Page text:
========================================
5. The solar cell module according to claim 2, wherein the background region is white.

6. The solar cell module according to claim 1, wherein the average transmittance throughout the entire design region in each of the partial regions is adjusted by ink concentration.

7. The solar cell module according to claim 1, wherein the average transmittance throughout the entire design region in one of the plurality of partial regions is 1.

8. The solar cell module according to claim 1, wherein the unit region is a square.

9. The solar cell module according to claim 1, wherein the unit region consists of a plurality of minimum unit regions that are each a square, regular polygon, or circle, and each of the partial regions consists of one or more of the minimum unit regions.

10. The solar cell module according to claim 8, wherein the unit region and the minimum unit region are each a square, and at least one of the partial regions in the unit region is continuously arranged in none of the vertical and horizontal directions along the sides of the square.

11. The solar cell module according to claim 8, wherein the unit region and the minimum unit region are each a square, and at least one of the partial regions in the unit region is continuously arranged in any of the vertical and horizontal directions along the sides of the square.

12. The solar cell module according to claim 1, wherein the design region is encompassed by a region over the power-generating cell or encompassed by a region including the region over the power-generating cell and an extended region extended by a predetermined width from the end edge of the power-generating cell.
========================================
Data provided:

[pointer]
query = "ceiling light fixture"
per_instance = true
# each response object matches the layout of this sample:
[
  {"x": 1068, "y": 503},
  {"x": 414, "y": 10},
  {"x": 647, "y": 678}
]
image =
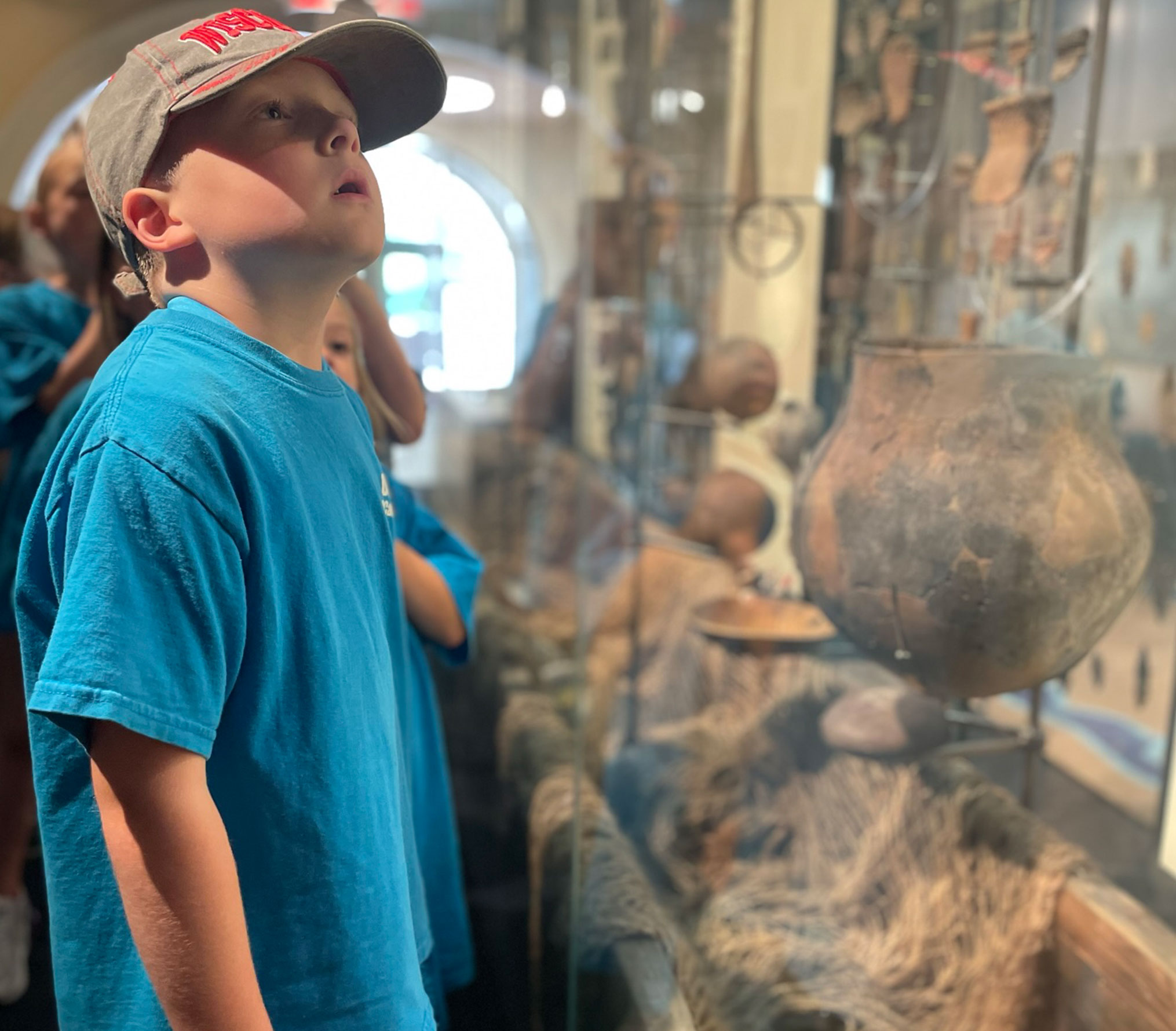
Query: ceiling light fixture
[
  {"x": 554, "y": 103},
  {"x": 466, "y": 96}
]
========================================
Your assignment: Copy the solar cell module claims starting at "8. The solar" and ending at "minimum unit regions.", swapping every "square" for "rectangle". The listing is separate material and has no connection to the solar cell module claims.

Completed task:
8. The solar cell module according to claim 1, wherein the unit region is a rectangle.

9. The solar cell module according to claim 1, wherein the unit region consists of a plurality of minimum unit regions that are each a rectangle, regular polygon, or circle, and each of the partial regions consists of one or more of the minimum unit regions.